*Source passage*:
━━━━━━━━━━━━━━━━━━━━━━━━━━━━━━

You are what you eat: U of S research on food and genes

By in Sports & Health

With so much information out there, it can be hard to navigate the murky waters of how your diet influences your body. Everyone’s seen internet claims with various nutrients suggested as the key to a healthy life, but only scientific research can actually tell us what’s truly best for us.

Nutrigenomics takes a hard-science look at food’s role in regulating genes by analyzing how the various series of chemical reactions, called metabolic pathways, that happen within your cells are turned on or off. By understanding this, we can gain better control of our health through nutrients.

Nutrigenomics starts at the genome and builds its way out of the cell. Researchers analyze the movement of compounds through biological environments and the interactions that occur between them.

Right now, a complex interaction of tiny things is working to create your body. From your DNA replicating to your synapses firing away, these microscopic occurrences shape you. You are one thousand whispers of a billion biomolecules. In a very real way, you are your genes.

You contain a blueprint of DNA that is tightly intertwined with proteins. These proteins interact with thousands of chemical markers that tell your genes to be active or inactive. This is a dynamic process that is influenced by everything around you, from the light emanating from your phone to the food you eat.

Chris Eskiw, assistant professor in the College of Agriculture and Bioresources, is interested in how an individual’s genes interpret their diet. His research looks at the delicate interaction between our cells and what we eat.

Eskiw emphases taking the approach of moderation, when it comes to diet and lifestyle, as a way to maximize disease prevention and healthy aging rather than focusing on particular fad diets.

“I get asked all the time, ‘What should I be eating? Is gluten out to get me?’ No, it’s not,” Eskiw said. Eskiw specifically looks at the way certain compounds in food help to minimize the diseases that occur as we age. However, when asked if what he is searching for could be referred to as a “fountain of youth,” Eskiw stated that this isn’t necessarily his goal. “We may refer to it as the ‘molecular fountain of youth,’ but we are not actually interested in immortality,” Eskiw said. “We are interested in living healthier [and] longer.”

Take red wine, for example. We’ve all heard that red wine has health benefits. Turns out there may be merit to this urban legend, and it has a lot to do with a specific chemical found in grapes called resveratrol.

━━━━━━━━━━━━━━━━━━━━━━━━━━━━━━

*Stored data*:
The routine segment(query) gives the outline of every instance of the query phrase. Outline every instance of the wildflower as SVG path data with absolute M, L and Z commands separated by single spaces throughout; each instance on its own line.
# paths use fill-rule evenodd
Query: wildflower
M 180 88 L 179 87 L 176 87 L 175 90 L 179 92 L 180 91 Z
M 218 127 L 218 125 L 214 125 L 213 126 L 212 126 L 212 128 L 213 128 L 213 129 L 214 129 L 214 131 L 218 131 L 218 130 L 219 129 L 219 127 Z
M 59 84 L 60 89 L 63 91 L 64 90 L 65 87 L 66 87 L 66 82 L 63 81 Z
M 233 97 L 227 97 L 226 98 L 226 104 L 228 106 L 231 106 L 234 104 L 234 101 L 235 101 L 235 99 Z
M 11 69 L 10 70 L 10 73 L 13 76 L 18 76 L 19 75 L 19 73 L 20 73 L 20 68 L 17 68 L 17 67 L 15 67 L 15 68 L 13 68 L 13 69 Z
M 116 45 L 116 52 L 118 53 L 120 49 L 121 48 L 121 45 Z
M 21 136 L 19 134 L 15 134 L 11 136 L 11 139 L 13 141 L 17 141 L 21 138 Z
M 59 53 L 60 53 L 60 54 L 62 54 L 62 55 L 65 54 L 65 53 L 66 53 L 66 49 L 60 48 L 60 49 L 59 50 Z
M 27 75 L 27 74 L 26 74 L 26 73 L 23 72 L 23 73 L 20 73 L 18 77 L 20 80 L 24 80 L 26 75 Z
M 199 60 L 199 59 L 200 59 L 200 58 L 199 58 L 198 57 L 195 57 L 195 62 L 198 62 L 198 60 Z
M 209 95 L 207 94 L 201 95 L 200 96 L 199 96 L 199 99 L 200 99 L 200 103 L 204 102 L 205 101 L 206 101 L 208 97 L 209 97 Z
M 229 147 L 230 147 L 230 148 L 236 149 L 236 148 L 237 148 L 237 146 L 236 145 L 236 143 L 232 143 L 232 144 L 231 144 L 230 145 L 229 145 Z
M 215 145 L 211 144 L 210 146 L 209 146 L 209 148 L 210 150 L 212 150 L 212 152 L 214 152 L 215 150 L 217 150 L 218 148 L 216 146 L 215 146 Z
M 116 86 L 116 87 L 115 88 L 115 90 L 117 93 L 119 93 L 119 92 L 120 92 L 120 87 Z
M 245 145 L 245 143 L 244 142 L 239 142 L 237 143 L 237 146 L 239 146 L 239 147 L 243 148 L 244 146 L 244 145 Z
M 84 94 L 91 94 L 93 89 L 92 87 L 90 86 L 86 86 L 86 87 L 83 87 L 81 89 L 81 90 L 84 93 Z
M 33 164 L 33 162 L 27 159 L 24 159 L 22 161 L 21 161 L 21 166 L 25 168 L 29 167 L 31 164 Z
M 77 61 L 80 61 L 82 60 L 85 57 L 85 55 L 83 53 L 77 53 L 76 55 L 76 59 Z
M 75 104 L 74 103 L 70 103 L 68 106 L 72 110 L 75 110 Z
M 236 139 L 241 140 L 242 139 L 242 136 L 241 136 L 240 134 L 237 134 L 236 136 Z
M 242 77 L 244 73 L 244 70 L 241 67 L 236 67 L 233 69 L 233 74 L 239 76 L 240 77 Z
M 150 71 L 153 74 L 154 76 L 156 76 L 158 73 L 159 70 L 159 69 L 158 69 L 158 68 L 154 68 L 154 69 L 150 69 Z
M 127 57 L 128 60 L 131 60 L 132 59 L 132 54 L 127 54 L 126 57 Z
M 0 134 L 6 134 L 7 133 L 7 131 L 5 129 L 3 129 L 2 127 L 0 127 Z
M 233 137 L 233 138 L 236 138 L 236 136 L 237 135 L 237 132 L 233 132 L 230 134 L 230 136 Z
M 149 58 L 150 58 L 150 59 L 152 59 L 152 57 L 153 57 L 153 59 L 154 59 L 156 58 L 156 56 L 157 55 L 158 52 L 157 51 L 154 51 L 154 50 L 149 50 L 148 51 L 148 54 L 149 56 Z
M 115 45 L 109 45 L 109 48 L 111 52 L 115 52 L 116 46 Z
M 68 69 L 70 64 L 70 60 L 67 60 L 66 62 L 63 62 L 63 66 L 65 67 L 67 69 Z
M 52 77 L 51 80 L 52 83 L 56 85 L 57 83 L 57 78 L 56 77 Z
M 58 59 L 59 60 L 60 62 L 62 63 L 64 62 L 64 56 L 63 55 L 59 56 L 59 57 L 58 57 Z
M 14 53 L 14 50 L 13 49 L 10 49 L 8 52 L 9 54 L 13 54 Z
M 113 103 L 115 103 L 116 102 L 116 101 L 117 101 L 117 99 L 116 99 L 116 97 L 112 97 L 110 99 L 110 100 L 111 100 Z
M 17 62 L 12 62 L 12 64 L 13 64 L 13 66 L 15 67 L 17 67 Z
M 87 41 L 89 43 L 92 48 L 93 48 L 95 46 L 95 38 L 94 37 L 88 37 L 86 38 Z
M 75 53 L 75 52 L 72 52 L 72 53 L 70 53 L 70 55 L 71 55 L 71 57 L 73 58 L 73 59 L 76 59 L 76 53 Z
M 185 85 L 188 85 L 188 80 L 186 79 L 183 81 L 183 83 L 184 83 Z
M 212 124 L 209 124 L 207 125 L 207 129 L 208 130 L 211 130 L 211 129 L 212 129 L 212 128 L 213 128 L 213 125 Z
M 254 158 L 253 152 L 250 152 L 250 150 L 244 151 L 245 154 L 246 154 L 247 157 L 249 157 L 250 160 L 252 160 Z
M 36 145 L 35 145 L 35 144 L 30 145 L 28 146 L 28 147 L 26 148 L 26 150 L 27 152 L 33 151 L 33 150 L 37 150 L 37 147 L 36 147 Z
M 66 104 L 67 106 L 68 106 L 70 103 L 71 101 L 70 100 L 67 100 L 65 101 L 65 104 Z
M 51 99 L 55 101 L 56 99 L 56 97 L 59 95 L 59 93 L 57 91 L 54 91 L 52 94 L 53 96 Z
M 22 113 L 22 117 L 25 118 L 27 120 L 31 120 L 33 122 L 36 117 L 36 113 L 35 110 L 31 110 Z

━━━━━━━━━━━━━━━━━━━━━━━━━━━━━━

*Apply what you read*:
a – In the nutrigenomics article, what position does Chris Eskiw hold?
b – Translate this sentence from the nutrigenomics article into Spanish: "Nutrigenomics starts at the genome and builds its way out of the cell."
c – Please list every specific food or food substance that the nutrigenomics article mentions by name.

*Answer set*:
a – He is an assistant professor in the College of Agriculture and Bioresources.

b – La nutrigenómica comienza en el genoma y avanza hacia el exterior de la célula.

c –
- gluten
- red wine
- grapes
- resveratrol